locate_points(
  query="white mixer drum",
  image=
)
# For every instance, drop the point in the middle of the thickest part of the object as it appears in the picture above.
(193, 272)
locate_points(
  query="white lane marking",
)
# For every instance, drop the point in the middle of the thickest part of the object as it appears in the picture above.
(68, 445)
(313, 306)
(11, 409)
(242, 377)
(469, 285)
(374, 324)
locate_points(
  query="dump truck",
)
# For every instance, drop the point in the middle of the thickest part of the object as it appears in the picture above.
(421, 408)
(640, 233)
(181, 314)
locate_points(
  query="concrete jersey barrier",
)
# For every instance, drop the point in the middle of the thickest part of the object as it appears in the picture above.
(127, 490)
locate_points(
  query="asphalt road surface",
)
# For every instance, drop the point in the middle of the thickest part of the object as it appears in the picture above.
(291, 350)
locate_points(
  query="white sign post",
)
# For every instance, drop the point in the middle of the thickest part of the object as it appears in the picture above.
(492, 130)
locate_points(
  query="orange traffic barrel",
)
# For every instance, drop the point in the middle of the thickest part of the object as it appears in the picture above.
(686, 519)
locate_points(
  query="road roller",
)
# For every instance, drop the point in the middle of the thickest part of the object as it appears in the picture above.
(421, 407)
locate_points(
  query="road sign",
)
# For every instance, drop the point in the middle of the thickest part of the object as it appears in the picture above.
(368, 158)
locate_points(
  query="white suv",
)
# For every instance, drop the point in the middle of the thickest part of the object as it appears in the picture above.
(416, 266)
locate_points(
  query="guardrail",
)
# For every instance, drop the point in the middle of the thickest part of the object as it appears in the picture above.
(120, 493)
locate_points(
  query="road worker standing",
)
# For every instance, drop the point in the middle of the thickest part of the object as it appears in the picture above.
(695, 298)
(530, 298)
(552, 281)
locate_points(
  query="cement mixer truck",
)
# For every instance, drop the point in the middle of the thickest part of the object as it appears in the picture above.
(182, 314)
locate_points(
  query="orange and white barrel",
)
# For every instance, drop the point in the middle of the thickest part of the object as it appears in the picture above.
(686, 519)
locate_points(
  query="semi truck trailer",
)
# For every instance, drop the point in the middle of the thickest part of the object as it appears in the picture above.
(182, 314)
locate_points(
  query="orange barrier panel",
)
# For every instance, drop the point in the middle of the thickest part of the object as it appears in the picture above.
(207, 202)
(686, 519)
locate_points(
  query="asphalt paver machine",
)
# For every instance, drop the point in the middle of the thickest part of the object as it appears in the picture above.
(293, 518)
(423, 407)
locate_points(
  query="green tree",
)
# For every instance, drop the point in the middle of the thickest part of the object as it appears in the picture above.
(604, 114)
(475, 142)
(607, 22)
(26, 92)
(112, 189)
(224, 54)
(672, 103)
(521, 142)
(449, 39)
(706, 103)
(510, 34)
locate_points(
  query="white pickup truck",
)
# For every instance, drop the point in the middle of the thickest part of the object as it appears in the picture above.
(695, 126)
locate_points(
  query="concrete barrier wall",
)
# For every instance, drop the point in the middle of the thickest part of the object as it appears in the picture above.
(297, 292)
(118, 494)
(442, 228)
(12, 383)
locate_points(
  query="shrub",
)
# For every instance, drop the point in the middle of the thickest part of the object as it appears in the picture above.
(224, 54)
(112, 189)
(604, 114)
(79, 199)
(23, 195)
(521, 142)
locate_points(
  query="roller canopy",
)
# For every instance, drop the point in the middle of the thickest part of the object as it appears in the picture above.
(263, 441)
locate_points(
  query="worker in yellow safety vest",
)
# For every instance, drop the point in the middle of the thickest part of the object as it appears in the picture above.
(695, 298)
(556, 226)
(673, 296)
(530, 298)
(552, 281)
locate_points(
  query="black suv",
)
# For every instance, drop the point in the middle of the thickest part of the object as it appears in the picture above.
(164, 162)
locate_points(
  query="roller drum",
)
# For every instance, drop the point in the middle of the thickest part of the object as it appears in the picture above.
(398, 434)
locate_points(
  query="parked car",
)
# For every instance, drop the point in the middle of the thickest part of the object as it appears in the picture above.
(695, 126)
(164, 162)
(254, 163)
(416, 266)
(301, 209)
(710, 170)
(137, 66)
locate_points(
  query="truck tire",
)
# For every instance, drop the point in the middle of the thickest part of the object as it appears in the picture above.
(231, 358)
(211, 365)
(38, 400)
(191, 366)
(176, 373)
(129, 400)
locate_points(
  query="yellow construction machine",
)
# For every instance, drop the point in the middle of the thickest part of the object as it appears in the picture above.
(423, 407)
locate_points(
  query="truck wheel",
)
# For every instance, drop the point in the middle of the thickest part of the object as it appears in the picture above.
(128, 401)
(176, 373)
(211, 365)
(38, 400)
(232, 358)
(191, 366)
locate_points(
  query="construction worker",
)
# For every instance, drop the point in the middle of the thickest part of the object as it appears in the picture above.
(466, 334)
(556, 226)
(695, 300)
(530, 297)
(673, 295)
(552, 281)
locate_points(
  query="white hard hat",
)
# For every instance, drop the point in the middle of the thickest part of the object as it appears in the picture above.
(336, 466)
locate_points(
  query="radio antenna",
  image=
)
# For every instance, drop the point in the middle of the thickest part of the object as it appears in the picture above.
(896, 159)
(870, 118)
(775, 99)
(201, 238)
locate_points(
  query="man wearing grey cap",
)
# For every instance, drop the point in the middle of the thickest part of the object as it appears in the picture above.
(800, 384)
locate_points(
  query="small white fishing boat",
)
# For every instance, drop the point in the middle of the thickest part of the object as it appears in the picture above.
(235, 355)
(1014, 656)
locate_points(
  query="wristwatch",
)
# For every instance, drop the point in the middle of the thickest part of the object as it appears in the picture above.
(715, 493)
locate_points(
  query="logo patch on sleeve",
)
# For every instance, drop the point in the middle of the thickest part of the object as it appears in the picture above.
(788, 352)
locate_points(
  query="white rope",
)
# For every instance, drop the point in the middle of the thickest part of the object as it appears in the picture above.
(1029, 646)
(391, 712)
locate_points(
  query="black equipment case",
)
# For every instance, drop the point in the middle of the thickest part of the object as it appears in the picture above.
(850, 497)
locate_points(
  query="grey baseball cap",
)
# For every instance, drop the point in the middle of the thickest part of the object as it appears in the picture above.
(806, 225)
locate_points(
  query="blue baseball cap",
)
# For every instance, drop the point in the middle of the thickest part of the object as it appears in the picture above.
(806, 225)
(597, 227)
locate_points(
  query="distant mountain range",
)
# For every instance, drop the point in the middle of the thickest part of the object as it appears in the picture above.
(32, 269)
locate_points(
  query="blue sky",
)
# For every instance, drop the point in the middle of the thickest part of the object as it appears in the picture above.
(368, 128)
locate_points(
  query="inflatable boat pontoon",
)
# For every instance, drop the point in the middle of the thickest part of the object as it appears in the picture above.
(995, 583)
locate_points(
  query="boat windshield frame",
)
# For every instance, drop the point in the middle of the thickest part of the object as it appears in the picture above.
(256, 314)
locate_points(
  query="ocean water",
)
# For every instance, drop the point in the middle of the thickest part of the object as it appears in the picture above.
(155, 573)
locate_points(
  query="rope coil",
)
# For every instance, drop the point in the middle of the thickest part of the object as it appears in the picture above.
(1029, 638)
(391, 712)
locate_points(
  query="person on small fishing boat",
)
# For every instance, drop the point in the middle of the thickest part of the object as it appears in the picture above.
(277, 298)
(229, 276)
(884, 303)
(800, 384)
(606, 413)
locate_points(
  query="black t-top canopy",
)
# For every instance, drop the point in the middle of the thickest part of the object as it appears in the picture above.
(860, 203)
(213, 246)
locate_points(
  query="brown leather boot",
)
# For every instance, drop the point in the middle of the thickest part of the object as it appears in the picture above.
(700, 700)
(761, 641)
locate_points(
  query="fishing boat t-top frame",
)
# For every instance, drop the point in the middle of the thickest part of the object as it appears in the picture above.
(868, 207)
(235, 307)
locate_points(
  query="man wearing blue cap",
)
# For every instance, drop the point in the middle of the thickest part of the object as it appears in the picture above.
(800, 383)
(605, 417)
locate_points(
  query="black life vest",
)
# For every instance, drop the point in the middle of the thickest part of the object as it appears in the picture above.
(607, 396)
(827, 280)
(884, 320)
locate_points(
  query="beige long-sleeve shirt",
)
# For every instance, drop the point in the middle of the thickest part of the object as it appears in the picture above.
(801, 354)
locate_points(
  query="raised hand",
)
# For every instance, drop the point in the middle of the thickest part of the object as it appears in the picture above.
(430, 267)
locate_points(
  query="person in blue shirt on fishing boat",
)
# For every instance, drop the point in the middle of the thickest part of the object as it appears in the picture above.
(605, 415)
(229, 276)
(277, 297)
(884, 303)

Required task:
Return every line of the items above that contains the word "small", treating uppercase and lowercase as different.

Solved exercise:
  query="small white fishing boat",
  query="person on small fishing boat",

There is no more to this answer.